An exact copy of every entry below is needed.

[Stored data entries]
= Beginning of Section =

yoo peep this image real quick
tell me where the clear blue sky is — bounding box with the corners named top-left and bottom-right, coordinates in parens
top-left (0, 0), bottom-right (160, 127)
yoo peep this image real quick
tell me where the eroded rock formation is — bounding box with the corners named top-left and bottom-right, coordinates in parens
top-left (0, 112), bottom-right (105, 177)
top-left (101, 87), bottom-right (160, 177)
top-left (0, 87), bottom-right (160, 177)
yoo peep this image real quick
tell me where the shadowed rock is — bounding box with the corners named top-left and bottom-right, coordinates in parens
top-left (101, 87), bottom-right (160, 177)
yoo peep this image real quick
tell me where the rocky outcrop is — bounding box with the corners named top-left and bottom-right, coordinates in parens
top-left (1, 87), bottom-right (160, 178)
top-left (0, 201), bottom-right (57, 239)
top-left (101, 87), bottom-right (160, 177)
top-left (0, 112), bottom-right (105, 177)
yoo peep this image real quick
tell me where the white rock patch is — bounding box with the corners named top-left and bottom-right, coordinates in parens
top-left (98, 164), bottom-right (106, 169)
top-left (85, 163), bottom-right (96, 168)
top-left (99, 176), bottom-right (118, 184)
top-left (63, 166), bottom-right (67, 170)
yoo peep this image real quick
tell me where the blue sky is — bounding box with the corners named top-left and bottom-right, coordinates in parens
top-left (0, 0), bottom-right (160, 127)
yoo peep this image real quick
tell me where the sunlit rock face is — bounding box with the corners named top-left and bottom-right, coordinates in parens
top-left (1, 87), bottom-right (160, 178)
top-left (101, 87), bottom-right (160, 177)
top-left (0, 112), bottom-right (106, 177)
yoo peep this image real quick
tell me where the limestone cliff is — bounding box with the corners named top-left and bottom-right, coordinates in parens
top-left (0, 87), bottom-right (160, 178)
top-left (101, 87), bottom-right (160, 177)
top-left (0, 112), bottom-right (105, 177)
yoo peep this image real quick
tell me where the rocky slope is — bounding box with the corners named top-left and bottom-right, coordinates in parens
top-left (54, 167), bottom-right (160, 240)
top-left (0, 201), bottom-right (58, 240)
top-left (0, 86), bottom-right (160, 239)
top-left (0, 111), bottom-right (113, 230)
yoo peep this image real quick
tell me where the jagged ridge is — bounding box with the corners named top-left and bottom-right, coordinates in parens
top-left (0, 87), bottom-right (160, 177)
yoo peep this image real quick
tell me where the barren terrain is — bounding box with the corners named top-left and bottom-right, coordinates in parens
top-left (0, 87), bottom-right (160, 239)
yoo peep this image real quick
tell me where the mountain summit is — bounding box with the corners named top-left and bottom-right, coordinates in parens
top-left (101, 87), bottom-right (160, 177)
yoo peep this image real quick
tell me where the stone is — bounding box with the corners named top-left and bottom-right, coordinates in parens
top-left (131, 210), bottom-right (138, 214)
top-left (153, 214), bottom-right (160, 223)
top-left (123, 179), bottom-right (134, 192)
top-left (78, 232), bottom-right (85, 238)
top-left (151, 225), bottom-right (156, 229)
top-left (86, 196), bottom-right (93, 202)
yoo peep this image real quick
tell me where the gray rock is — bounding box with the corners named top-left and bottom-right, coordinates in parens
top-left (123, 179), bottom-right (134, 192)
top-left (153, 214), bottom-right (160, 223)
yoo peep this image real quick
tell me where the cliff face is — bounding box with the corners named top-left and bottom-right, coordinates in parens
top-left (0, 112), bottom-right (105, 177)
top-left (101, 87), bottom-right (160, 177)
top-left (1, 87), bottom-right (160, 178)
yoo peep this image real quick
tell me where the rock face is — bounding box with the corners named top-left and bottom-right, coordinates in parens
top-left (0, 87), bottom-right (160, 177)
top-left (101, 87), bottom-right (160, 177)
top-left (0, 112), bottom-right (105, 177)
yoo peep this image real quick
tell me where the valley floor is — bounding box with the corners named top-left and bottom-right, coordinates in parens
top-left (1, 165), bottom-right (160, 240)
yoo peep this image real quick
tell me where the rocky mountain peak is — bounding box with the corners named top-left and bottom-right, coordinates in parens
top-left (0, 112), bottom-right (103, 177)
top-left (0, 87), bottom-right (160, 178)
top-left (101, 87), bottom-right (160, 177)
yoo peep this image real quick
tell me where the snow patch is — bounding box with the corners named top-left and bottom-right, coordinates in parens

= End of Section =

Answer below:
yoo peep this image real quick
tell me where the clear blue sky is — bounding box with the corners named top-left and bottom-right, coordinates in parens
top-left (0, 0), bottom-right (160, 127)
yoo peep this image real quick
tell me where the eroded rock formation is — bounding box with the corners named top-left and bottom-right, coordinates in parens
top-left (0, 112), bottom-right (105, 177)
top-left (101, 87), bottom-right (160, 177)
top-left (0, 87), bottom-right (160, 177)
yoo peep this image real quick
tell me where the shadowed rock is — bounding box with the corners named top-left and bottom-right, coordinates in parens
top-left (101, 87), bottom-right (160, 177)
yoo peep this image real quick
tell me where the rocky outcrop is — bounding box with the corners named top-left and bottom-right, coordinates in parens
top-left (1, 87), bottom-right (160, 178)
top-left (0, 201), bottom-right (57, 239)
top-left (101, 87), bottom-right (160, 177)
top-left (0, 112), bottom-right (105, 177)
yoo peep this image real quick
tell me where the white rock patch is — bounding box with the corners named top-left and bottom-right, coordinates in parens
top-left (98, 164), bottom-right (106, 169)
top-left (85, 163), bottom-right (96, 168)
top-left (99, 176), bottom-right (118, 184)
top-left (63, 166), bottom-right (67, 170)
yoo peep this image real quick
tell me where the blue sky is — bounding box with the corners named top-left and bottom-right, coordinates in parens
top-left (0, 0), bottom-right (160, 127)
yoo peep this image real quick
tell me where the sunlit rock face is — bounding box with the corners named top-left and bottom-right, coordinates in parens
top-left (1, 87), bottom-right (160, 178)
top-left (101, 87), bottom-right (160, 177)
top-left (0, 112), bottom-right (106, 177)
yoo peep this image real quick
tell me where the limestone cliff is — bounding box with the corners named top-left and bottom-right, coordinates in parens
top-left (0, 87), bottom-right (160, 178)
top-left (101, 87), bottom-right (160, 177)
top-left (0, 112), bottom-right (105, 177)
yoo peep this image real quick
tell me where the rocky slope is — bounding box with the corners named top-left and bottom-right, coordinates in parens
top-left (54, 167), bottom-right (160, 240)
top-left (0, 201), bottom-right (58, 240)
top-left (0, 86), bottom-right (160, 239)
top-left (0, 111), bottom-right (113, 230)
yoo peep this image real quick
tell me where the jagged ridge is — bounding box with the corners named top-left and bottom-right, coordinates in parens
top-left (0, 87), bottom-right (160, 177)
yoo peep this image real quick
tell me where the barren terrain is — bounding box with the corners named top-left and bottom-right, coordinates in parens
top-left (0, 87), bottom-right (160, 239)
yoo peep this image real quick
tell me where the mountain summit is — bounding box with the corners named top-left and bottom-right, coordinates in parens
top-left (101, 87), bottom-right (160, 177)
yoo peep this image real quick
tell me where the stone is — bounding box with the corners named top-left and bottom-right, coordinates in parens
top-left (131, 210), bottom-right (138, 214)
top-left (153, 214), bottom-right (160, 223)
top-left (123, 179), bottom-right (134, 192)
top-left (78, 232), bottom-right (85, 238)
top-left (151, 225), bottom-right (156, 229)
top-left (86, 196), bottom-right (93, 202)
yoo peep this image real quick
tell me where the gray rock is — bounding box with the corners named top-left and bottom-right, coordinates in parens
top-left (123, 179), bottom-right (134, 192)
top-left (153, 214), bottom-right (160, 223)
yoo peep this image real quick
tell me where the cliff face is — bounding box with the corners named top-left and bottom-right, coordinates in parens
top-left (0, 112), bottom-right (105, 177)
top-left (101, 87), bottom-right (160, 177)
top-left (1, 87), bottom-right (160, 178)
yoo peep this image real quick
tell me where the rock face is — bounding box with the corners named top-left and bottom-right, coordinates in parens
top-left (0, 87), bottom-right (160, 177)
top-left (101, 87), bottom-right (160, 177)
top-left (0, 112), bottom-right (105, 177)
yoo peep this image real quick
tell me where the valley floor is — bounding box with the corners named top-left and bottom-right, coordinates in parens
top-left (1, 165), bottom-right (160, 240)
yoo peep this image real quick
tell me where the rocky mountain peak is — bounding box with the corners named top-left and bottom-right, coordinates in parens
top-left (0, 112), bottom-right (103, 177)
top-left (0, 87), bottom-right (160, 178)
top-left (101, 87), bottom-right (160, 177)
yoo peep this image real quick
tell me where the snow patch is — bounding box with the corners named top-left and bottom-right, coordinates in parens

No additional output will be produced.